Continue the text on sailboat fin design below, picking up right after its last sentence.

Text shown |
★ ★ ★ ★ ★

Fin Design
The design parameters here are the fin span, chord, taper ratio, sweep angle, thickness/chord ratio and section shape. It’s fairly obvious, but sometimes overlooked, that the fin is a wing flying under water. Its job is to balance the side force from the sail. As it has to be a symmetrical section with no moving parts, this means it develops lift by traveling at incidence, the leeway angle, to the direction the boat is pointing. The hull travels through the water slightly sideways by the leeway angle rather than in the direction of the hull centre line. Leeway angles are typically 3 or 4 degrees but the actual value depends on the sail area, wind speed, boat speed and fin area.
The lift and drag producing properties of two-dimensional aerofoils for a wide range of NACA sections of different thicknesses are given in Abbott and von Doenhoff’s book “Theory of wing sections”. This contains much useful data but its application to Footys is limited by it only going down to a Reynolds Number of 3 x 10^6. Reynolds Number is a measure of the ratio of dynamic to viscous forces in a flow and for an aerofoil is defined as Re = V x c / Nu. Where V is the flow speed, the boat speed in the Footy case, c is the chord and Nu is the kinematic viscosity of water, which is 1.15 x 10^-6 m^2/s for fresh water at 15 C.
The hull speed of the boat is at a Froude Number of 0.4 giving V = 0.4 (Lwl x g)^ 0.5 = 0.4 (0.305 x 9.81)^0.5 = 0.69 m/s.
A typical fin chord is about 40 mm = 0.04 m, so Re = 0.69 x 0.04 / 1.15x 10^-6 = 24,000 = 2.4 x 10^4, which is non-dimensional. This is some 100 times lower than data in Abbott and von Doenhoff and is so low that there is very little experimental data available for wing sections in this type of flow. Model aircraft data is nearer the correct Re, as in “Model Aircraft Aerodynamics” by Simons, but nearly all of it is for cambered rather than symmetrical sections. Otherwise I do have some low Re data for symmetrical sections at zero incidence, from an Open University Course T331. At low Re there is mainly laminar flow but the drag coefficients are higher than at high Re where the flow is mainly turbulent. The drag is also more sensitive to thickness/chord ratio, rising more rapidly as t/c increases than at higher Re. Compared to a flat plate at zero incidence there is about twice as much drag at t/c = 10% and 4 times as much drag at t/c = 20%. Since fin drag is quite a large fraction of total boat drag there is an obvious benefit of using a thin section, less than t/c = 10%,
At the other extreme of zero thickness, like a flat plate or an old fashioned razor blade, this would work well on the run where there is no lift but would fail on the beat where the flow would separate at the sharp leading edge giving a high drag. Somewhere between zero and 10% t/c is an optimum, but lack of experimental data means one can only guess at the best value. The SuperBug family of boats uses t/c = 6% and, as always with this designer, that is a good value to use. It is physically quite thin and needs to be made very accurately and to use a high strength material like carbon fibre to make it stiff enough to avoid bending and torsional deflections. Very thin fins can easily develop torsional oscillations of the fin with the lead as the mass and the fin as the spring. As a test, hold the hull and flick the end of the lead sideways to see if it vibrates much. It it does then travel through the water can excite this and cause extra drag and a stiffer fin is needed.

★ ★ ★ ★ ★

Location identification entries

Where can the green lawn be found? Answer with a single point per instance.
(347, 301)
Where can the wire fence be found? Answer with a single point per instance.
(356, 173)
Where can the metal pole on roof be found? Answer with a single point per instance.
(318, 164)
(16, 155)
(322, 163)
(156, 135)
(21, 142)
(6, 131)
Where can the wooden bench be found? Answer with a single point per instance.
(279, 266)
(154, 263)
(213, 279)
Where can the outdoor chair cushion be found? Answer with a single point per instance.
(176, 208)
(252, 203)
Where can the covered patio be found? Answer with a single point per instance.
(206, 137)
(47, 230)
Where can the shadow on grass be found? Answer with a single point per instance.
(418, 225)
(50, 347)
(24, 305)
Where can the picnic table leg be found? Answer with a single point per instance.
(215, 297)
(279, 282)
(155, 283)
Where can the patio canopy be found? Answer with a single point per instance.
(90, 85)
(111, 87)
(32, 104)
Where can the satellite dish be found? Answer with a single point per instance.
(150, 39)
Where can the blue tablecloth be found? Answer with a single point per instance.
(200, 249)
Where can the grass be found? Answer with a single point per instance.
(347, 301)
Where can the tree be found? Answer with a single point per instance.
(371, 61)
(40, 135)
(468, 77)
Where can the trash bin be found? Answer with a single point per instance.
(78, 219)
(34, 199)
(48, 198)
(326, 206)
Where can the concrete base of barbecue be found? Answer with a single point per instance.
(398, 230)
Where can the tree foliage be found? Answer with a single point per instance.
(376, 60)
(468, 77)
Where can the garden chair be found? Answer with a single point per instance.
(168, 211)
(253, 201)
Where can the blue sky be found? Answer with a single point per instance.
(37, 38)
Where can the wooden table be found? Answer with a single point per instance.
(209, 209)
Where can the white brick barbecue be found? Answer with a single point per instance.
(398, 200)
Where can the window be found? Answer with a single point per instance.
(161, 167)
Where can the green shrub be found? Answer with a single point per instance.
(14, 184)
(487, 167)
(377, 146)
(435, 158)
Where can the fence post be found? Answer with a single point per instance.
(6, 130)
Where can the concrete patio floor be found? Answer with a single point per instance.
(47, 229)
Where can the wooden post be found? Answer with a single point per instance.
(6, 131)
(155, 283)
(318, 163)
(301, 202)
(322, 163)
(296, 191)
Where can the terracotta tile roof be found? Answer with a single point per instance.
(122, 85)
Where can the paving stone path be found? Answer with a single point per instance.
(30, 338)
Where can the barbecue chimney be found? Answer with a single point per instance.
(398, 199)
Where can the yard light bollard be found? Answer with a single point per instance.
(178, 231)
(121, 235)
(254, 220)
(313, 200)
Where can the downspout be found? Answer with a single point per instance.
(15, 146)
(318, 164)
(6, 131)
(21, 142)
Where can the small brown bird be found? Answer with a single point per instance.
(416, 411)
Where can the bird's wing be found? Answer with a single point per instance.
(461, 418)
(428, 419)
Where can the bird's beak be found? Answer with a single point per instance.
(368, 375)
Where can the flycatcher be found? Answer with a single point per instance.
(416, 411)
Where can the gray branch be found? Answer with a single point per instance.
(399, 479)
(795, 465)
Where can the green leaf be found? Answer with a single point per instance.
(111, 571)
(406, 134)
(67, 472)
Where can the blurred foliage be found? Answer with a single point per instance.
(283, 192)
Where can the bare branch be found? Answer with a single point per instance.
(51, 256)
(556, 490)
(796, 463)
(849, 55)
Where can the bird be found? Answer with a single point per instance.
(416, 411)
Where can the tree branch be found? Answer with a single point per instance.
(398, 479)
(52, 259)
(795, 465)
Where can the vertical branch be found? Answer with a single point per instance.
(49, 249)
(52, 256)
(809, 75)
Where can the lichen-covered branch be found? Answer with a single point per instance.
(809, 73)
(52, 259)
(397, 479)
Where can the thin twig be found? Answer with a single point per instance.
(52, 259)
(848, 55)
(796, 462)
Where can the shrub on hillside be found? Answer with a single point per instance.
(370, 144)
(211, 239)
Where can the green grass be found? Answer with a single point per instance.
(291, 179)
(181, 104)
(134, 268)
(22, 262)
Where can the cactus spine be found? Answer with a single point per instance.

★ ★ ★ ★ ★

Answer to this task |
Choice of wing section to use is easier. The choice is between something like NACA0006 or NACA0008 or the more modern NACA63A006 or NACA63A008. The 63A series are laminar flow aerofoils designed to try to preserve laminar flow over a small range of lift coefficients, the “drag bucket”, to about 30% chord. The A means there is no cusp at the trailing edge, which is a feature of the 63-series. The 006 indicates 6% t/c. Abbott and von Doenhoff give the surface velocity distribution at zero lift and the incremental velocity due to lift so it is easy to find the upper and lower surface velocity distributions at any lift coefficient. The drag and probability of separation can then be estimated by calculating the boundary layers on each surface. This can best be done using Thwaites’ method for the laminar boundary layer, Michel’s transition criterion and then Head’s method for the turbulent Boundary layer, together with the momentum integral equation and the Ludwig-Tillman skin friction equation.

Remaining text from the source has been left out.